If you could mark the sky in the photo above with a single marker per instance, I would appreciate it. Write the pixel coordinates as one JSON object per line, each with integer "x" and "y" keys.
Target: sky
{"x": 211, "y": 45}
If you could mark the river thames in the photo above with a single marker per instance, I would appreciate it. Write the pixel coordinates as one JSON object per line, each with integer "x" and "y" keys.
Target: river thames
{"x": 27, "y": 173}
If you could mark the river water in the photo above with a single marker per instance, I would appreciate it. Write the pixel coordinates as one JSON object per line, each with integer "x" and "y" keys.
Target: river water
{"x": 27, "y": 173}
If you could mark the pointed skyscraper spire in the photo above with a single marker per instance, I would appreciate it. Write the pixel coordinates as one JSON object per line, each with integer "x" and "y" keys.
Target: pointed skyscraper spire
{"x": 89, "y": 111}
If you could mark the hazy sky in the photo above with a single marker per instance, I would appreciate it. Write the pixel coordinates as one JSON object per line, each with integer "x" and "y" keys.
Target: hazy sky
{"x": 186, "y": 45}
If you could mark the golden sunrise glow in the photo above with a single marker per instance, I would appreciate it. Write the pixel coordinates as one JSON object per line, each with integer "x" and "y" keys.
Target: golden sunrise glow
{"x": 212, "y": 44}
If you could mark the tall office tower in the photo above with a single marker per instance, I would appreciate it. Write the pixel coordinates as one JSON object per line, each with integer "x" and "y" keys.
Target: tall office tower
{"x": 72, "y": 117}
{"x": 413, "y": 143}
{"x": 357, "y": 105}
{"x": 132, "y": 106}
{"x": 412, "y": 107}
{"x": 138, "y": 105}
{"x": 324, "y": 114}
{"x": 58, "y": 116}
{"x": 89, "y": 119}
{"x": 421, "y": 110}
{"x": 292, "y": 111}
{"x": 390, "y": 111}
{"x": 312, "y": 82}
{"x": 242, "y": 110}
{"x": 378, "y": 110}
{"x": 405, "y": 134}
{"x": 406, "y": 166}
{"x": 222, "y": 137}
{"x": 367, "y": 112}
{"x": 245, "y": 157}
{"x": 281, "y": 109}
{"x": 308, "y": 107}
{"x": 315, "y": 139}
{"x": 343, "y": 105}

- - -

= Task objective =
Repeat the records above exactly, leaving none out.

= Result of the task =
If you could mark the sky in the photo above with a single marker per instance, I would appreciate it. Write the pixel coordinates as one JSON object per line, each with integer "x" and "y" keys.
Target: sky
{"x": 211, "y": 45}
If you could mark the river thames in the photo above with a single marker per instance, I would appreciate it. Write the pixel coordinates as one JSON object per line, each with integer "x" and "y" keys.
Target: river thames
{"x": 27, "y": 173}
If you could mark the river water in the photo above with a single marker per instance, I would appreciate it. Write the pixel coordinates as one JSON object per line, each with integer "x" and "y" keys.
Target: river water
{"x": 27, "y": 173}
If you could mark the pointed skyscraper spire in the photo above with a single marker per instance, I would appreciate it. Write the pixel coordinates as one JSON object per line, each with integer "x" and "y" keys.
Target: pointed skyscraper spire
{"x": 89, "y": 111}
If you could mark the hazy sky in the photo above with a single marker per instance, I would appreciate it. Write the pixel coordinates as one JSON object per line, each with integer "x" and "y" keys.
Target: hazy sky
{"x": 186, "y": 45}
If you could mark the golden sunrise glow in the photo above with a single marker per instance, I would appreciate it. Write the pixel coordinates as one JSON object per line, each with integer "x" and "y" keys.
Target: golden sunrise glow
{"x": 212, "y": 44}
If you could mark the tall office tower in the photo above with a single marker per instance, I would appreciate it. Write the pixel coordinates as one JSON object per line, each with integer "x" and "y" keys.
Target: tall office tower
{"x": 72, "y": 117}
{"x": 413, "y": 143}
{"x": 357, "y": 105}
{"x": 132, "y": 106}
{"x": 412, "y": 107}
{"x": 138, "y": 105}
{"x": 324, "y": 114}
{"x": 58, "y": 116}
{"x": 89, "y": 119}
{"x": 421, "y": 110}
{"x": 292, "y": 111}
{"x": 390, "y": 111}
{"x": 312, "y": 82}
{"x": 242, "y": 110}
{"x": 378, "y": 110}
{"x": 405, "y": 134}
{"x": 406, "y": 166}
{"x": 222, "y": 137}
{"x": 367, "y": 112}
{"x": 245, "y": 157}
{"x": 281, "y": 109}
{"x": 308, "y": 107}
{"x": 315, "y": 139}
{"x": 343, "y": 105}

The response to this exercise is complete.